--- start ---

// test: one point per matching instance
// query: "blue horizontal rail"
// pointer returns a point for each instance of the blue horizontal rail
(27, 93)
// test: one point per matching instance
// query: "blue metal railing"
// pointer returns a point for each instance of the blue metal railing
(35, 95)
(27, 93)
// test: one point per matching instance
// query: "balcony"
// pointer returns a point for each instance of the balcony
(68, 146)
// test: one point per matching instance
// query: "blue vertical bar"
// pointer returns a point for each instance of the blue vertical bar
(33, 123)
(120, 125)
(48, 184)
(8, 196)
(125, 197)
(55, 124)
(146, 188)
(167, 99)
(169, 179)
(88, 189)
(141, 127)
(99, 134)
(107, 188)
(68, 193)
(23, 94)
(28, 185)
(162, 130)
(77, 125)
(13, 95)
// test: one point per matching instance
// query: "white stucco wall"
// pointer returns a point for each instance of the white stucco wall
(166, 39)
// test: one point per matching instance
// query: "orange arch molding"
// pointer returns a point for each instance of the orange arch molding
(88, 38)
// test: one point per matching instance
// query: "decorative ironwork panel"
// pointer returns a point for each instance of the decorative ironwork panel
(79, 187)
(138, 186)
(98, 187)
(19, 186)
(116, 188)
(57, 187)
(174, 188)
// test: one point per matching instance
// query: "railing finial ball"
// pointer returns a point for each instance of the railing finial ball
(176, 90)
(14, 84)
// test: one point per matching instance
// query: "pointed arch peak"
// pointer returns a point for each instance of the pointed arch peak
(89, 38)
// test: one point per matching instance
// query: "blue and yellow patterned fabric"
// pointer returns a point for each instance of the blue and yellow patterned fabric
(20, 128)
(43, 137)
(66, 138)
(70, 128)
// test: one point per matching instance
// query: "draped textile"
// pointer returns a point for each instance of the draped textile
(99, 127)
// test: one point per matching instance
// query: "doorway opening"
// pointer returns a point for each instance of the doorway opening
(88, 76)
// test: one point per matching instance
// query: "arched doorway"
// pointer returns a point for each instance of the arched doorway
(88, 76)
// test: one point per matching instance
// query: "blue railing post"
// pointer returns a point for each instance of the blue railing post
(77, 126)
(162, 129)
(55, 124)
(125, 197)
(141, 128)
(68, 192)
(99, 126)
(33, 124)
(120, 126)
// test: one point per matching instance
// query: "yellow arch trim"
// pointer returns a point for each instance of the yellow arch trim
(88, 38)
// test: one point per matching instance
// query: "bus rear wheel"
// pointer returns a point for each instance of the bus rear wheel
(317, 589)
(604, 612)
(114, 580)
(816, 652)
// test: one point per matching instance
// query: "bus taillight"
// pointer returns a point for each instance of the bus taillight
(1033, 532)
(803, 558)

--- end ---
--- start ---

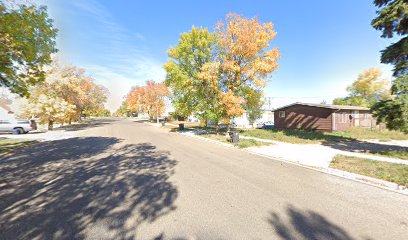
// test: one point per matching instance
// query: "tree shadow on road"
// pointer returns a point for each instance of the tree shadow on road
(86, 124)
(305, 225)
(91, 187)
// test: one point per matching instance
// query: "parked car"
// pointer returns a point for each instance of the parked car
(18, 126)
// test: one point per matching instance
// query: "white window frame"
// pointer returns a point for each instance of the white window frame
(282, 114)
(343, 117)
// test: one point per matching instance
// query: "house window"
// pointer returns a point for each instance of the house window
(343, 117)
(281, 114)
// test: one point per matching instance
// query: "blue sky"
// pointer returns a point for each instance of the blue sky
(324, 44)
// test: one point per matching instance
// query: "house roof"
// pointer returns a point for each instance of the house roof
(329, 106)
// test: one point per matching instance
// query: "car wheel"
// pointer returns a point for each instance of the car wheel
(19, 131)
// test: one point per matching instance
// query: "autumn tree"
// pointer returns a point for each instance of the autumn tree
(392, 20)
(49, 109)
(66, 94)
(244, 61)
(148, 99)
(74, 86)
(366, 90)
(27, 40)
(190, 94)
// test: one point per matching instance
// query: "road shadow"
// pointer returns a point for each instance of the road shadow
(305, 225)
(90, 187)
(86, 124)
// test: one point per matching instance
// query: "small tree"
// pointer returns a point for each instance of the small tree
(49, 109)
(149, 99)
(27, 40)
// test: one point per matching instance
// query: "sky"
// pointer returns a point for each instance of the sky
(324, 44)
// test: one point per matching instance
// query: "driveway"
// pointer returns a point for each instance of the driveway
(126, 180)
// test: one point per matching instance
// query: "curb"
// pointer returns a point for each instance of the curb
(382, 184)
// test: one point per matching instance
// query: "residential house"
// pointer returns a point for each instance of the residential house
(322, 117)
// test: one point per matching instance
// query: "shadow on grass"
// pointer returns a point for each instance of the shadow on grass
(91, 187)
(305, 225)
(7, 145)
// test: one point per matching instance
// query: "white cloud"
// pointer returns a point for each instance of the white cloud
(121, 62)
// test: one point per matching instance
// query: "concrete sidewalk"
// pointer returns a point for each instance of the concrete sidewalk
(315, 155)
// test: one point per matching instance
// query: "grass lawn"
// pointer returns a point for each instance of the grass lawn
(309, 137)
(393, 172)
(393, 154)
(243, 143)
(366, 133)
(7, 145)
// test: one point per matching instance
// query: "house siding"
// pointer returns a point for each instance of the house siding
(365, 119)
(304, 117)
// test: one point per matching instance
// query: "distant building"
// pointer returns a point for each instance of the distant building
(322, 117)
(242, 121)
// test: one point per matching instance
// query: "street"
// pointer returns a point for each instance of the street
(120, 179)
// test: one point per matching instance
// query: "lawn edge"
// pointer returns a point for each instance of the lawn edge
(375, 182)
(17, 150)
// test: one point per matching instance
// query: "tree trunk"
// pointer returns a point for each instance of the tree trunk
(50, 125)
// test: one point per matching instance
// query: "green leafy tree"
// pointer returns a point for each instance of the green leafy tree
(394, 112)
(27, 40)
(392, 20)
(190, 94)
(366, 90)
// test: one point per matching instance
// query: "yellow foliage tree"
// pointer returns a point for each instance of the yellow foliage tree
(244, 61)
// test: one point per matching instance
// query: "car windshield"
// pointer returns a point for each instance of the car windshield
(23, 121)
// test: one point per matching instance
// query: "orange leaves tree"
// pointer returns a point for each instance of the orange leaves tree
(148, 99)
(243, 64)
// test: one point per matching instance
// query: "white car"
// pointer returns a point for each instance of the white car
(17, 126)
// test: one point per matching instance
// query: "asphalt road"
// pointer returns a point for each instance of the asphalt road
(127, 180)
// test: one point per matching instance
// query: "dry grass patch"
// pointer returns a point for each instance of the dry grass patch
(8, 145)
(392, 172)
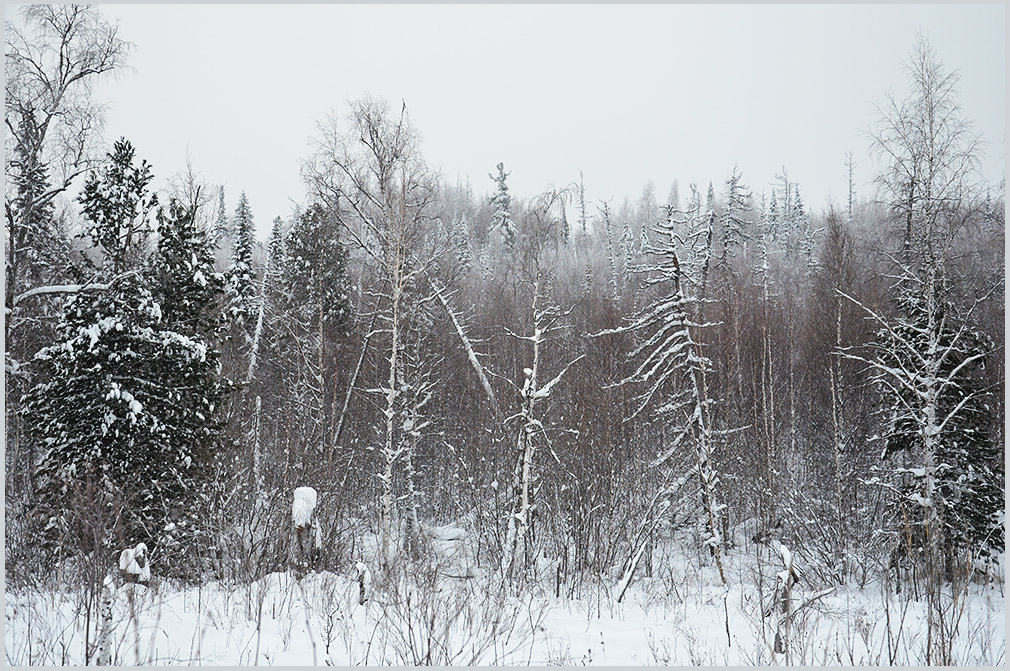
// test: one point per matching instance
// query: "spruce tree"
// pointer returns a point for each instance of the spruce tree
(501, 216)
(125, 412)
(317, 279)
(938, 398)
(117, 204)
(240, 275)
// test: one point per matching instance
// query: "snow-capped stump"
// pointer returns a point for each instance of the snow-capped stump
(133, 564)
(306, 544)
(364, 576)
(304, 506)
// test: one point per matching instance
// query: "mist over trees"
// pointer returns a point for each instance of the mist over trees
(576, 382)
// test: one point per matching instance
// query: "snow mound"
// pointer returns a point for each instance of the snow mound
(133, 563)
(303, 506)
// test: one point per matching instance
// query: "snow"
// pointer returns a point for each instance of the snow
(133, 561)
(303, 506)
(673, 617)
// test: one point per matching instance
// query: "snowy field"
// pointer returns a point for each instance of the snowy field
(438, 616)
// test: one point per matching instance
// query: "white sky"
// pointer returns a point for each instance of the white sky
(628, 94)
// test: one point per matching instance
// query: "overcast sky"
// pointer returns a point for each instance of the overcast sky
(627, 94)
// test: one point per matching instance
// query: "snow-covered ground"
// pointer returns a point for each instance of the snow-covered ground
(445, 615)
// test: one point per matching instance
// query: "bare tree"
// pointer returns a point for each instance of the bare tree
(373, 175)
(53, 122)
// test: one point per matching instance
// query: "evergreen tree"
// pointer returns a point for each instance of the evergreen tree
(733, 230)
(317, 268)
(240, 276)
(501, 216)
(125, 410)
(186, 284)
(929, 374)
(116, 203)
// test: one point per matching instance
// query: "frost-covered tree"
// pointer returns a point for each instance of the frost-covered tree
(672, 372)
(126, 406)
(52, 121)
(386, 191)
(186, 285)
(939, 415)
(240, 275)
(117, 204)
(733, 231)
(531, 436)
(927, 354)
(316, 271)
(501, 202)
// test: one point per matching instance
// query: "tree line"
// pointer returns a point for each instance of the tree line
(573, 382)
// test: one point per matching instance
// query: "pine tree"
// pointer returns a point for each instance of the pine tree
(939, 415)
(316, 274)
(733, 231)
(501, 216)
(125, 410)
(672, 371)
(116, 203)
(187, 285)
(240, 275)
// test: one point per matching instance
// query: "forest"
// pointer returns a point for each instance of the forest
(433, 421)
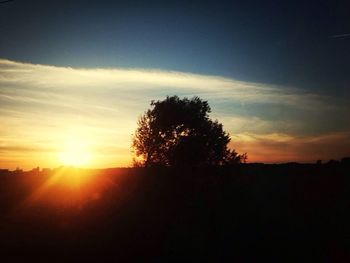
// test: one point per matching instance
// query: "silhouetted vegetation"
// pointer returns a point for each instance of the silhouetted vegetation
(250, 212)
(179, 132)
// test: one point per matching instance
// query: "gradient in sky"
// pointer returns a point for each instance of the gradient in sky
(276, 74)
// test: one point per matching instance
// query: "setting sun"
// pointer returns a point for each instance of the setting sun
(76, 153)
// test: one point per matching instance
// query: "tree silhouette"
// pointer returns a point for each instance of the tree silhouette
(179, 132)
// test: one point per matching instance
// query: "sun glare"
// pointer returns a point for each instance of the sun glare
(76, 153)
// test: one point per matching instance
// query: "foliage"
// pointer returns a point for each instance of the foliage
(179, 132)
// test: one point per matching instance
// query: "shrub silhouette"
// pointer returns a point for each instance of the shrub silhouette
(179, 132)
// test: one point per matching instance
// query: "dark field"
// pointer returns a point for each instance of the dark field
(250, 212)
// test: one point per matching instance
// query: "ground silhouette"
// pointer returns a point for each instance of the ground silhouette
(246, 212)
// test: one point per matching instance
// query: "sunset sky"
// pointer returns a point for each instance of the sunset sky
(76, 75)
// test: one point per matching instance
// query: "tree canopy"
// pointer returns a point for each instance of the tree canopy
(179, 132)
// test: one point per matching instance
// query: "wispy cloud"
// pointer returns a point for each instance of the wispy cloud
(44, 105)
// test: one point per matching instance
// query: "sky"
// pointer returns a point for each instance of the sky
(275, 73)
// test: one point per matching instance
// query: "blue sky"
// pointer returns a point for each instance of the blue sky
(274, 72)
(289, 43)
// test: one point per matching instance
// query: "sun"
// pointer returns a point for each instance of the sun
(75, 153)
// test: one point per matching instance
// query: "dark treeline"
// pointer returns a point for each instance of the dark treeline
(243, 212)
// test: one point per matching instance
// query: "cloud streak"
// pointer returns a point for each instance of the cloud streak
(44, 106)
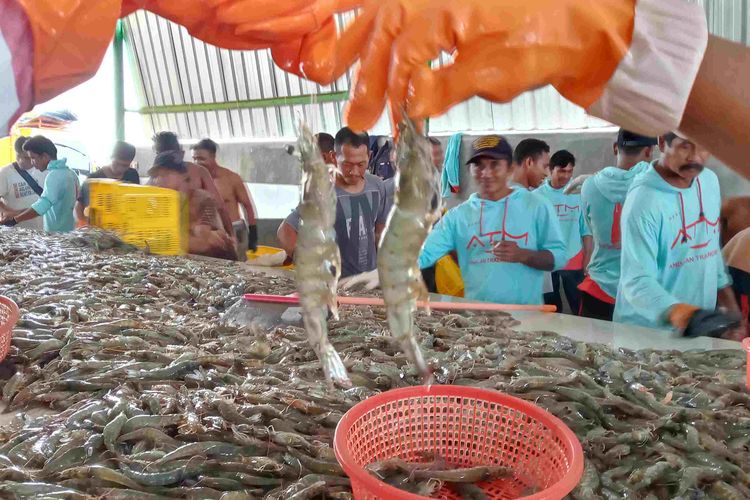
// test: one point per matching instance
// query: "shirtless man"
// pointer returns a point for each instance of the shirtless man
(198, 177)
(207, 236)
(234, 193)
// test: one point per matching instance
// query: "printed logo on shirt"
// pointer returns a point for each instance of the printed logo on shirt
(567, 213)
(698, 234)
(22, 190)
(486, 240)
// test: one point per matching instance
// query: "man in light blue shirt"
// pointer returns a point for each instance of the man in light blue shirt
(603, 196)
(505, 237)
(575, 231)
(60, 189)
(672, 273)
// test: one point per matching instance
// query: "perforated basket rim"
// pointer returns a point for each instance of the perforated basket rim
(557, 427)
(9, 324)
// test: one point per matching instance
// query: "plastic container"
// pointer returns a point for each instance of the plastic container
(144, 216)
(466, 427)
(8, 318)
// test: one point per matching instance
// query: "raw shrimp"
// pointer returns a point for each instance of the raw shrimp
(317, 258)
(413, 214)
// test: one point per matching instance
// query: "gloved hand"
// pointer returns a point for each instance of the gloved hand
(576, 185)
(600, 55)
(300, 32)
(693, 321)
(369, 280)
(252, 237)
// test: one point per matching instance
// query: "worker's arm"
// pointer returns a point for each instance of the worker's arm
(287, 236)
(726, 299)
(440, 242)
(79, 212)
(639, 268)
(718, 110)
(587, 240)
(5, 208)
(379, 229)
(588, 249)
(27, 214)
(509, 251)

--- end ---

What is asked:
Pull out each line of the entries above that contains the word "pine".

Exercise answer:
// query: "pine tree"
// pointer returns a point for each instance of the pine tree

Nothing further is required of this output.